Aim:
Return every line of the data below that contains the string "Find", copying each one in full. Matching is case-sensitive.

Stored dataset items
---------------

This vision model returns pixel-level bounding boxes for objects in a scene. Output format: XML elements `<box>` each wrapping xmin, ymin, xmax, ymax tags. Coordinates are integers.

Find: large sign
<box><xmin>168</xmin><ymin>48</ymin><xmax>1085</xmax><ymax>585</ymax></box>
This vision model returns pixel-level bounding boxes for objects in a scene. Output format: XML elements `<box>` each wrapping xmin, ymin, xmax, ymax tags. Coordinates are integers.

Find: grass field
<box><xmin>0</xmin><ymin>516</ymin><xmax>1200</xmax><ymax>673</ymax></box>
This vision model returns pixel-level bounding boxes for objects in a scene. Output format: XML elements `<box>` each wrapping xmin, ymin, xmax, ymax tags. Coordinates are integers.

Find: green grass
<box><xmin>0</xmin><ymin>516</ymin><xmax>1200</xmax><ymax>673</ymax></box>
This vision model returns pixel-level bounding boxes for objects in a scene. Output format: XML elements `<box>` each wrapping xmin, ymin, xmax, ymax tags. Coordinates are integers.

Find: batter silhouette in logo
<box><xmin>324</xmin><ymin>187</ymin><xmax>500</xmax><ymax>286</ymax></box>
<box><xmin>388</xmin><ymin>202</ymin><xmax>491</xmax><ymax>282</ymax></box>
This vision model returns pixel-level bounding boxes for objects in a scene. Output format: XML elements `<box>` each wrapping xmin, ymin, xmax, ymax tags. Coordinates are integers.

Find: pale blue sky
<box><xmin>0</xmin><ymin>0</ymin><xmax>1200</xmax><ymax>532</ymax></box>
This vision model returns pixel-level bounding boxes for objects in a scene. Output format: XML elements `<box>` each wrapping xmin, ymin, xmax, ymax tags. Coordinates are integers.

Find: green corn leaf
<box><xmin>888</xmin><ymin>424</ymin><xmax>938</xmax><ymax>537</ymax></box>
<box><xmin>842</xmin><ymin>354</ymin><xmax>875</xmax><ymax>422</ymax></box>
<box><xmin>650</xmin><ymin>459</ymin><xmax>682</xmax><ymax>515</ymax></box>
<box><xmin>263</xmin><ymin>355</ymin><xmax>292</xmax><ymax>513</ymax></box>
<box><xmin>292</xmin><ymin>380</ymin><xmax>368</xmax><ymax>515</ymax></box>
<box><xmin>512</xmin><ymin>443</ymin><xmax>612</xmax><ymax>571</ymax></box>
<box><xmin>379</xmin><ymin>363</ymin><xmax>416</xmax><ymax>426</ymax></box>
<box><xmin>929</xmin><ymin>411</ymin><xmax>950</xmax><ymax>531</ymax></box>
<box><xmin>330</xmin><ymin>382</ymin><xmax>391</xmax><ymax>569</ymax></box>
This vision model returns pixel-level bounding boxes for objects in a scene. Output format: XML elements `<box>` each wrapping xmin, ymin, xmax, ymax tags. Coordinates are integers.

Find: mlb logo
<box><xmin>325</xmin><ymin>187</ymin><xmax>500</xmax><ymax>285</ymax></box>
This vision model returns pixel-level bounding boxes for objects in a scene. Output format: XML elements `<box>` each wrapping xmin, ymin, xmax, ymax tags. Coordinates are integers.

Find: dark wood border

---------------

Correct result:
Find: large sign
Find: grass field
Find: green grass
Find: batter silhouette in logo
Find: pale blue sky
Find: green corn leaf
Find: mlb logo
Find: dark wood border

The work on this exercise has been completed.